§ **INSTRUCTIONS TO FOLLOW**
Would you print every entry exactly as it appears?

============================================================

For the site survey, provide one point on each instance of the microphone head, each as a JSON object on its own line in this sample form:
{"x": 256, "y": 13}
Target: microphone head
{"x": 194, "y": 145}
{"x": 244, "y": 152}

============================================================

§ **EXERCISE RESULT**
For the site survey, provide one point on each instance of the microphone head, each as a JSON object on its own line in this sample form:
{"x": 256, "y": 13}
Target: microphone head
{"x": 194, "y": 145}
{"x": 244, "y": 152}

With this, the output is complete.